Некоторые врачи рекомендуют проверять выбранного врача или клинику по их позициям в медицинских рейтингах и рэнкингах. Самый известный рэнкинг США, охватывающий клиники всей страны, уже 25 лет ежегодно составляет U.S. News & World Report. Рэнкингов на самом деле два – Best Hospitals for Common Care, который показывает результативность лечения простых случаев, и просто Best Hospitals для сложных. Методика компании за эти годы менялась, сейчас самыми главными она считает четыре параметра – выживаемость, репутацию клиники в среде специалистов, безопасность пациентов (например, насколько удачно удается предупредить послеоперационные кровотечения), другие связанные с заботой о пациентах факторы (гамма используемых технологий, количество сиделок и тому подобные). У каждой группы свой вес, наибольшая доля приходится на выживаемость. Кстати, сама по себе выживаемость – показатель не очень информативный. Больница может специализироваться на сложных случаях, где неблагоприятный исход вероятнее, или, наоборот, отказываться от тяжелых пациентов, чтобы не портить статистику. Поэтому больницы, подводя итоги работы, делят побывавших у них пациентов на группы в зависимости от тяжести их состояния (Diagnosis-related group, DRG). Таких групп несколько сотен, у каждой своя средняя вероятность смертельного исхода.
◇ ◇ ◇ ◇
Задания:
1. Ответьте на вопросы по тексту о рэнкингах больниц:
(a) Сколько лет U.S. News & World Report составляет свой рэнкинг клиник?
(b) Какому из четырех главных параметров методики отводится наибольшая доля?
(c) Сколько существует групп, на которые больницы делят пациентов по тяжести состояния?
2. Напишите следующий абзац текста о рэнкингах больниц.

Предоставленный материал:
◇ ◇ ◇ ◇
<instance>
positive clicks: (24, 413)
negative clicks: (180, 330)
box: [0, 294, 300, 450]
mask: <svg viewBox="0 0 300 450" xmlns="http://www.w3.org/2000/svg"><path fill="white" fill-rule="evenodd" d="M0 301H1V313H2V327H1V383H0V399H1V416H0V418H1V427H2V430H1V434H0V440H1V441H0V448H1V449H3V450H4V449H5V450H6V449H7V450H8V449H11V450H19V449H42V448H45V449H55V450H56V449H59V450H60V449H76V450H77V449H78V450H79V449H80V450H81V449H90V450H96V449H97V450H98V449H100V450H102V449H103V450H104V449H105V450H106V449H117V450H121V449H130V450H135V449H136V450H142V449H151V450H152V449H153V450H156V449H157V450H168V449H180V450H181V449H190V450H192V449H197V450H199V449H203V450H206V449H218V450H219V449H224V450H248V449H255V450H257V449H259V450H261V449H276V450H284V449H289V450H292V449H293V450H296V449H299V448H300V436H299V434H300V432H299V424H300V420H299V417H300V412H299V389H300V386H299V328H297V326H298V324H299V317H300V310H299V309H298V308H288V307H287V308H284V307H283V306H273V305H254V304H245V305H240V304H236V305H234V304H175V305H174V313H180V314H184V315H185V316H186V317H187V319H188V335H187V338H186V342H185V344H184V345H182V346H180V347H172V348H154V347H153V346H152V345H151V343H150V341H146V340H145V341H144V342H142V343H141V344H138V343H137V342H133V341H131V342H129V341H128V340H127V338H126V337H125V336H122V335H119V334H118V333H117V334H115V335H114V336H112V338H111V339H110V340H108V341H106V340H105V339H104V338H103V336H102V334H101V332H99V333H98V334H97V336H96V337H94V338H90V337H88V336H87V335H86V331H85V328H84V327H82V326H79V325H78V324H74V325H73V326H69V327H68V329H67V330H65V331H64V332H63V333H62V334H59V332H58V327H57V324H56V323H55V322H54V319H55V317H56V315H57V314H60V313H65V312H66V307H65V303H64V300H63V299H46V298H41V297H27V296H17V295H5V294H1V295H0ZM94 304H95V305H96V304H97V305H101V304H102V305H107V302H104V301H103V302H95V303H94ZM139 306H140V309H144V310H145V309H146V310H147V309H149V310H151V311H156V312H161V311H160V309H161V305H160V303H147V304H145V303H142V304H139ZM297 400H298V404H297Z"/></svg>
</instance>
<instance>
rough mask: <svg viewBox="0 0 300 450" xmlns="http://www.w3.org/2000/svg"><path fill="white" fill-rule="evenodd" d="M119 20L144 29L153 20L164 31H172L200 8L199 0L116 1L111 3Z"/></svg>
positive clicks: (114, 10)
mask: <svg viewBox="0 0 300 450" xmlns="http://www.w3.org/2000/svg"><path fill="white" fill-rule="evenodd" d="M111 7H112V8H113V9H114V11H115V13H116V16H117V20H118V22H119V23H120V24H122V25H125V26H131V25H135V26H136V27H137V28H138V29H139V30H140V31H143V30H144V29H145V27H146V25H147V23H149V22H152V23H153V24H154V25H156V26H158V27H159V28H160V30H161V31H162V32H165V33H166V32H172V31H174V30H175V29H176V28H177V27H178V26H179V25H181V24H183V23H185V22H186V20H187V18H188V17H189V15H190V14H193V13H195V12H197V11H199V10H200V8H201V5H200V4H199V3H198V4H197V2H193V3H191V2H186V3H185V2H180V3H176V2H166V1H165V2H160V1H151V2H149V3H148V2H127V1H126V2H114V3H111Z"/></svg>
◇ ◇ ◇ ◇
Ответы к заданиям:
1.
(a) 25 лет.
(b) Выживаемости.
(c) Несколько сотен.

2.
В Европе медицинских рэнкингов множество, но основного, которому бы все доверяли, нет. Правда, утешают врачи, уровень зарубежных специалистов гораздо более ровный, чем наших. В Европе лучше налажена система тиражирования медицинских технологий через медицинские протоколы – описания стандартных способов лечения болезни. В России протоколами занимается небольшая группа специалистов Минздрава, они просто не в силах успеть за развитием медицинской практики, говорит Андрей Коробов. «У нас философия медицины другая, каждый должен быть профессором. А там любая операция при возможности ставится на поток», – подтверждает Карнаух. В западной медицине, говорят российские врачи, повышение квалификации, всяческие аттестации – не формальные процедуры. А в России, делится опытом ведущий специалист клиники «К+31» Екатерина Иванова, это происходит так: «При тестовом контроле цикла усовершенствования задаются вопросы, которые, наверное, были актуальны несколько десятков лет назад, например, об инструментах, которые давно не используются, или проверяются знания по анатомии и физиологии». Впрочем, четкость западной системы может российскому пациенту и не понравиться: есть ощущение, что не хватает индивидуального подхода, что врач не проникся его проблемами. Сделал свое дело и передал дальше по цепочке: даже и не сомневается, что в палате и при амбулаторном лечении все будет сделано как надо.